+++ EXTRAIT FOURNI

Par ailleurs, il convient de noter que les acteurs privés jouent un rôle très important avant le déclenchement de toute procédure, et qu’ils peuvent  même faire valoir leur expertise et soutenir les membres à l'occasion de leurs litiges. Il semble bien qu’ils sont au vrai sens, les grands bénéficiaires de toute action des Etats lors du règlement de leurs différends (Barafi, 2013).
      Si la participation indirecte des opérateurs privés est garantie, celle des Organisations Non Gouvernementales (ONG) en tant que tierces personnes  fait toujours l'objet de discussions juridiques, voire de tensions, reflétant une préoccupation plus vaste de " transparence externe " de l'Organisation vis à vis  de la société civile dans son ensemble (Marre, 2000).

 B-  Le fonctionnement du mécanisme
          Les règles de la  procédure du mécanisme puisent dans le Mémorandum d’accord, qui  poursuit en partie la codification des pratiques du GATT en  introduisant  des innovations majeures qui l’ont renforcé davantage. Dans ce cadre, l'article 31 du Mémorandum prévoit que:" Les membres affirment leur adhésion aux principes du règlement des différends appliqués jusqu'ici conformément aux articles XXII et XXIII du GATT de 1947, et aux règles et procédures telles qu'elles sont précisées et modifiées dans le présent mémorandum d'accord."
       Les principales  innovations apportées au mécanisme  se manifestent dans : L ‘instauration d'une phase d'appel ;  la prise de décision qui est  quasi automatique à toutes les étapes fondamentales de la procédure empêchant ainsi les blocages ;  les délais   et la possibilité effective de prendre des contre-mesures.

++++++
+++ DONNÉES FOURNIES

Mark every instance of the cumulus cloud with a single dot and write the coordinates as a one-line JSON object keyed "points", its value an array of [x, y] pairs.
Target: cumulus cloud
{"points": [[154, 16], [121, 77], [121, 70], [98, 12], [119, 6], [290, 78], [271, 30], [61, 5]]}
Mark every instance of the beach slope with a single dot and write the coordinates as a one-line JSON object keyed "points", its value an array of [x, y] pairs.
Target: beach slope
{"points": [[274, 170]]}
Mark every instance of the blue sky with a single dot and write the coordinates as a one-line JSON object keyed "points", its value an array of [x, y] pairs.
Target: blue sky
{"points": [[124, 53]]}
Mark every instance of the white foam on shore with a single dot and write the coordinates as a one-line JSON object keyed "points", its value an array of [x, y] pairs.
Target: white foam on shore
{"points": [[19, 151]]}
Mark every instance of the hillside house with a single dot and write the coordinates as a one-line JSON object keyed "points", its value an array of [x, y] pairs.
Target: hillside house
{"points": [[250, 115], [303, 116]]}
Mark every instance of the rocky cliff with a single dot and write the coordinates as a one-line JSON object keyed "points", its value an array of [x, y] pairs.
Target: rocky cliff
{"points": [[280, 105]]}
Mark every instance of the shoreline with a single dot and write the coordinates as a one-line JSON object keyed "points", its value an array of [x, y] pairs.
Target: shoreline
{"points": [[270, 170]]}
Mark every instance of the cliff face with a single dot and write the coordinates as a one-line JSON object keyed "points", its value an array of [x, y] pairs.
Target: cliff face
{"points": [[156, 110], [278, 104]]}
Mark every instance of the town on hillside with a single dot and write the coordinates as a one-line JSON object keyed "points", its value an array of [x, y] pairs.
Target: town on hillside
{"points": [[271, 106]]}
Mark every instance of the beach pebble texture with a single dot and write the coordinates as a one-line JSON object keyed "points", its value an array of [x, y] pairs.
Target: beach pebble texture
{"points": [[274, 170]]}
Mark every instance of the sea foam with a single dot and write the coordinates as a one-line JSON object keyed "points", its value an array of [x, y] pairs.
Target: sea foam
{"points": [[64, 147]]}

++++++

À FAIRE
• 1. Pourriez-vous recopier, dans l'extrait sur le règlement des différends, le passage compris entre « Par ailleurs, il » et « différends (Barafi, 2013). », bornes incluses ?
• 2. Pouvez-vous présenter sous forme de liste le paragraphe de l'extrait sur le règlement des différends qui commence par « Les principales innovations apportées au mécanisme » ?

RÉPONSES ATTENDUES
• 1.
Par ailleurs, il convient de noter que les acteurs privés jouent un rôle très important avant le déclenchement de toute procédure, et qu’ils peuvent  même faire valoir leur expertise et soutenir les membres à l'occasion de leurs litiges. Il semble bien qu’ils sont au vrai sens, les grands bénéficiaires de toute action des Etats lors du règlement de leurs différends (Barafi, 2013).

• 2.
Principales innovations apportées au mécanisme :
- l'instauration d'une phase d'appel ;
- une prise de décision quasi automatique à toutes les étapes fondamentales de la procédure, ce qui empêche les blocages ;
- les délais ;
- la possibilité effective de prendre des contre-mesures.